→ **YOUR GOAL**
Count the lines in the listing below that contain the string "track", with uppercase and lowercase treated as different. Reply with the number alone.

Records of labeled points
%%

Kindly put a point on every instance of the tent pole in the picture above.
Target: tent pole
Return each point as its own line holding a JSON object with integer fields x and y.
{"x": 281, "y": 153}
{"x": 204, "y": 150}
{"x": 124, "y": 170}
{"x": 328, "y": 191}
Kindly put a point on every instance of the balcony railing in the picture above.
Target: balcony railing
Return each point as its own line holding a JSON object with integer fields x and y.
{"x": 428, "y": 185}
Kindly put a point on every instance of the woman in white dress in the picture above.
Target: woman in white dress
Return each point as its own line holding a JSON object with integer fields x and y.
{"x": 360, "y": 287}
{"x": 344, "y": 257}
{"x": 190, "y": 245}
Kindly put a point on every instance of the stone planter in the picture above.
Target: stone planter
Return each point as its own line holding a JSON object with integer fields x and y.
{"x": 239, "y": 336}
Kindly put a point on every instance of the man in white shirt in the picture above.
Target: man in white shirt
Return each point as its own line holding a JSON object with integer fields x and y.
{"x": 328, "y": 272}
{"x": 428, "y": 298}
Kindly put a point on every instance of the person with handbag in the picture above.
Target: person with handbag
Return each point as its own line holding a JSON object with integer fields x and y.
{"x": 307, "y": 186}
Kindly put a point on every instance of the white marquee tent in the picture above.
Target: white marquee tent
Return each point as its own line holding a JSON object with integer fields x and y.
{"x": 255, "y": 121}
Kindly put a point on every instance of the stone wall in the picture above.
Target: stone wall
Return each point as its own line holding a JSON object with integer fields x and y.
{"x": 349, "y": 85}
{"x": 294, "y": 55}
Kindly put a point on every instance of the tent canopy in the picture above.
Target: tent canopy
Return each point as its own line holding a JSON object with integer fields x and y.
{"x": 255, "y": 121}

%%
%%

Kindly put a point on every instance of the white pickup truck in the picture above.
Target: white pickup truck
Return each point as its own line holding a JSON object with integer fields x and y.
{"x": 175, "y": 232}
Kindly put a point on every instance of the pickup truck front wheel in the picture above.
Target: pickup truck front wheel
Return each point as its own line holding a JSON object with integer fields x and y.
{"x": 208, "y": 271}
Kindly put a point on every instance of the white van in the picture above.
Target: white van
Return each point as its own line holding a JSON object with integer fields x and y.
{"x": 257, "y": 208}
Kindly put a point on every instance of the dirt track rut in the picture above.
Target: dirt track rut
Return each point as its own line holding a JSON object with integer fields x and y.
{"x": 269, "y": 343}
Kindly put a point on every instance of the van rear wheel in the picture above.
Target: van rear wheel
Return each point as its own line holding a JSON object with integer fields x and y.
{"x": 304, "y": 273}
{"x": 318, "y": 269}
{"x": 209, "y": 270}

%%

→ **SOLUTION BELOW**
2